#### GOAL OF THE EXERCISE
Write out exactly the lines running from the line that includes "Where can the red marking" to the end of the data, both ends included, and nothing besides.

#### INPUT MATERIAL
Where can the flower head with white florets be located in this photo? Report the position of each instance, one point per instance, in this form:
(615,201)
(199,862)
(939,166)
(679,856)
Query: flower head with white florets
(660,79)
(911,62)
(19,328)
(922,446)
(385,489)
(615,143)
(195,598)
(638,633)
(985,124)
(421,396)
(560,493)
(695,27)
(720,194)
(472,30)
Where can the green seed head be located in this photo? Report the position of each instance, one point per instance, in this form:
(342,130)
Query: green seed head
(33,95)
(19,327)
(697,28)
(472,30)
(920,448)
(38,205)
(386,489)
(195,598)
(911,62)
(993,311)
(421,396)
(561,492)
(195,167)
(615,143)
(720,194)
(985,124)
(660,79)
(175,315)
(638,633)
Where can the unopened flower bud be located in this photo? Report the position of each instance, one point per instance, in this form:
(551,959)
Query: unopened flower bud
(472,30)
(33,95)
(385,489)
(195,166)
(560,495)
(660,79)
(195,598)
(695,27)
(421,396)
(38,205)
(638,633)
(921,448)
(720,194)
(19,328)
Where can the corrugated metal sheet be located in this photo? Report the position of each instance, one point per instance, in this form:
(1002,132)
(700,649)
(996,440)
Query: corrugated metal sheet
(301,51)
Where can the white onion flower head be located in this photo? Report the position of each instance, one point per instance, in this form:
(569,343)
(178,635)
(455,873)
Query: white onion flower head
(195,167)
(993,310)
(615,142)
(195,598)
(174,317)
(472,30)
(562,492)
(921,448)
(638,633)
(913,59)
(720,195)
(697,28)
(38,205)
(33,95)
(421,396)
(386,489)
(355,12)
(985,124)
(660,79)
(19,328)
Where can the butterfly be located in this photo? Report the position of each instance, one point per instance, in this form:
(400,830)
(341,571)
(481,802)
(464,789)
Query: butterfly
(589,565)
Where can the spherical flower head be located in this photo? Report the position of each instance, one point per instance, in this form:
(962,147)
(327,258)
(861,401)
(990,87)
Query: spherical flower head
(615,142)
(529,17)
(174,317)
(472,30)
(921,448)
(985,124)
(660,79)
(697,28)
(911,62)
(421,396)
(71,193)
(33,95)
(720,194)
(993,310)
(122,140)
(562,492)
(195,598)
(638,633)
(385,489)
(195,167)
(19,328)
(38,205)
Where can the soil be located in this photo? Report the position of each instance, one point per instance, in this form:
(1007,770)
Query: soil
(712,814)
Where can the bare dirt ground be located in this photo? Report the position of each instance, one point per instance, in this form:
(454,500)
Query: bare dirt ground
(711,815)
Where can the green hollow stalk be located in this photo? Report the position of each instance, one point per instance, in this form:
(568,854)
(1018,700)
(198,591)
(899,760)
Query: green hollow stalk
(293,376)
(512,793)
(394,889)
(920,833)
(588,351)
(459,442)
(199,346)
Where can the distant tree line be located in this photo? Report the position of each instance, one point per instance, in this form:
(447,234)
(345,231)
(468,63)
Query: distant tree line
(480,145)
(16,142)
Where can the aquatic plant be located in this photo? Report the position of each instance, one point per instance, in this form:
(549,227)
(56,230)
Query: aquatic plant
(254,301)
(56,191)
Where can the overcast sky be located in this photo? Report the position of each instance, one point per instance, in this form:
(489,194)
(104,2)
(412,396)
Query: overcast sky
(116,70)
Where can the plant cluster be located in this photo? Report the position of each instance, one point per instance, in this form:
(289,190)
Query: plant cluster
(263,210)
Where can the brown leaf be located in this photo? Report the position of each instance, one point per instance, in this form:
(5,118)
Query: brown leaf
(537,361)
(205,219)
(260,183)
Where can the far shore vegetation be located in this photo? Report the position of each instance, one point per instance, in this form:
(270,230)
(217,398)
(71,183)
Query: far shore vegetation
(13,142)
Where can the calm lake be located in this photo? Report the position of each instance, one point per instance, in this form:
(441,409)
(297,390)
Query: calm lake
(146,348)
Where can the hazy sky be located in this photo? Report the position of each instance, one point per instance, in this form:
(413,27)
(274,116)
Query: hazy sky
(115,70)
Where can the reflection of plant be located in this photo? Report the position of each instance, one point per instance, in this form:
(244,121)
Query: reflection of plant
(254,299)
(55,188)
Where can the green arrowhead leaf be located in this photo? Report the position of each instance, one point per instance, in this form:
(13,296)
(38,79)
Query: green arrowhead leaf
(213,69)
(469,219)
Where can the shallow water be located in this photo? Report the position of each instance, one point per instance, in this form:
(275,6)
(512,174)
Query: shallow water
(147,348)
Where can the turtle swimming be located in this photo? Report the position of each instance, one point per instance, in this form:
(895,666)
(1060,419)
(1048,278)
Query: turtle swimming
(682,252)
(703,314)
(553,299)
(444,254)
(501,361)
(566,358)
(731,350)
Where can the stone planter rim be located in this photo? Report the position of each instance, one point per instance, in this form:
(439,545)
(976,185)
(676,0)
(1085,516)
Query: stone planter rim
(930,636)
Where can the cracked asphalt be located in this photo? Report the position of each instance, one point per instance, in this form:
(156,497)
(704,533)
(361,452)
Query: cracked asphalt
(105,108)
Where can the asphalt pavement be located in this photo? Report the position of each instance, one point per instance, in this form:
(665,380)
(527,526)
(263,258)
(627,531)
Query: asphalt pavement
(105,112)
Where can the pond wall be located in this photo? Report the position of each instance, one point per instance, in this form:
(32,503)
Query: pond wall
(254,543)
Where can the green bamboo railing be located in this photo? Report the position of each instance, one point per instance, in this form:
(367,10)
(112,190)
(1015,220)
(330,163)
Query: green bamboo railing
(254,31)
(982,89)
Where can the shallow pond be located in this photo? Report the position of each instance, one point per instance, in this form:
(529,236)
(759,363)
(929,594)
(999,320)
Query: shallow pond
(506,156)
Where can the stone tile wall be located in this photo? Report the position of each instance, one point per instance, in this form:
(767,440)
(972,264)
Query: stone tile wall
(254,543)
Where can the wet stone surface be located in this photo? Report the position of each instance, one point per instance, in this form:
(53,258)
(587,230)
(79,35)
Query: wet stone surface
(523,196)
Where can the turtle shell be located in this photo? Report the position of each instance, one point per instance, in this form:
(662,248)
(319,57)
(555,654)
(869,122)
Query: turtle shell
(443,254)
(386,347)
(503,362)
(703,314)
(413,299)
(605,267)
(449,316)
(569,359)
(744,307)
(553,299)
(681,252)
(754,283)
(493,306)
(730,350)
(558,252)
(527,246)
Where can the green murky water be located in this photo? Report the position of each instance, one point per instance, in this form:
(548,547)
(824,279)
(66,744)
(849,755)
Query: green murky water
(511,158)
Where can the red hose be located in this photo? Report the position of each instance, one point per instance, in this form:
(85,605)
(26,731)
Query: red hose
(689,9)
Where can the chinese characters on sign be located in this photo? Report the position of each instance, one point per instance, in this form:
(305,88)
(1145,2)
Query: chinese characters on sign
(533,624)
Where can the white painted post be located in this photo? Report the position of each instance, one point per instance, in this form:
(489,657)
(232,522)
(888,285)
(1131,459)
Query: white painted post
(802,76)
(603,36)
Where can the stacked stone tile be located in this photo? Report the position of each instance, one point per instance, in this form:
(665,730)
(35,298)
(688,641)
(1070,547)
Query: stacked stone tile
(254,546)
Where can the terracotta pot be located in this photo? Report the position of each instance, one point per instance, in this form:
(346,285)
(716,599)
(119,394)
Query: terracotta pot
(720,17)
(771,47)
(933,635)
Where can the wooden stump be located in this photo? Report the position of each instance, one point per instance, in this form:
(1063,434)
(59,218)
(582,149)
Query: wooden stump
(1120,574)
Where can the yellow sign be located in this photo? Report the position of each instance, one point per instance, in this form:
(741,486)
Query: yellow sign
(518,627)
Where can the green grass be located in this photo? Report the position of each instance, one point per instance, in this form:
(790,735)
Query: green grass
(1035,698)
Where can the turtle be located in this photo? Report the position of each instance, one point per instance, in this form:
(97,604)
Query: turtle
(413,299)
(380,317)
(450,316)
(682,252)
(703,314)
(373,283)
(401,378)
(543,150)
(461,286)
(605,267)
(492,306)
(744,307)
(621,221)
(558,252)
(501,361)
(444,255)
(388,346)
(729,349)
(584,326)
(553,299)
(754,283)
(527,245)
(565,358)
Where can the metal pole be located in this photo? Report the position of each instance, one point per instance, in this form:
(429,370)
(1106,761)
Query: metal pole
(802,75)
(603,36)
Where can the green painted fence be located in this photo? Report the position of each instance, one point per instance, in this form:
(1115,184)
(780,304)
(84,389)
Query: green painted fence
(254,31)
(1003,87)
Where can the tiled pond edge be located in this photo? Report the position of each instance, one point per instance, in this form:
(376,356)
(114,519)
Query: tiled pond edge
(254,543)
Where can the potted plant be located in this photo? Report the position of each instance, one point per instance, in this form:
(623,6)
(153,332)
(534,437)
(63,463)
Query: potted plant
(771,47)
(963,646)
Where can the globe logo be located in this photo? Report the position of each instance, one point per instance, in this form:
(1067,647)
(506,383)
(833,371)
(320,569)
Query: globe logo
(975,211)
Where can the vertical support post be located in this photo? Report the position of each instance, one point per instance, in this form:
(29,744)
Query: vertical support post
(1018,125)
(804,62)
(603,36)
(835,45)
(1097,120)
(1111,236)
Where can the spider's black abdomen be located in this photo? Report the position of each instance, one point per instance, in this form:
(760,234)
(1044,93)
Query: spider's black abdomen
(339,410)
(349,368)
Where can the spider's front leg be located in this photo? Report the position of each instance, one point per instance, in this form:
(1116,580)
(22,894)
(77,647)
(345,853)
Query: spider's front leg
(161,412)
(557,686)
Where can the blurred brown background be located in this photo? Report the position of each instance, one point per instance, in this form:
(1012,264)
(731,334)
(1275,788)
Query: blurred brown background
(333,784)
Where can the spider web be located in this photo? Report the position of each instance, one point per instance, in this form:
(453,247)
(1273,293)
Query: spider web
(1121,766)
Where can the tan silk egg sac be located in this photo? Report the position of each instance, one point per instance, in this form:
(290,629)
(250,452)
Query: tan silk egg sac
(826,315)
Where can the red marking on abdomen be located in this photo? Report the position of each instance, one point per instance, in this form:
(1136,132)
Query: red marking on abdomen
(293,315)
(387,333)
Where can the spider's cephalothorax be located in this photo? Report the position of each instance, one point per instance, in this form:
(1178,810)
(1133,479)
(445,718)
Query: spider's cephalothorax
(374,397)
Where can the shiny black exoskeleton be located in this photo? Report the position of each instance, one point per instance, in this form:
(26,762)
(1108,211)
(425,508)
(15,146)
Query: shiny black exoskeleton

#### THE RESPONSE
Where can the red marking on abdomen be located in this photo? Report the position of each instance, one point per instance, in this form:
(1136,132)
Query: red marking on abdomen
(293,315)
(387,333)
Where can the spider's cephalothorax be located in this photo? Report the position of each instance, one point per instance, in this form:
(1178,810)
(1133,479)
(445,718)
Query: spider's cephalothorax
(374,397)
Where can the shiny black exoskeleton be located in this photo? Report the position of each instance, one point per instance, in this form:
(26,762)
(1108,211)
(425,508)
(15,146)
Query: shiny black exoskeleton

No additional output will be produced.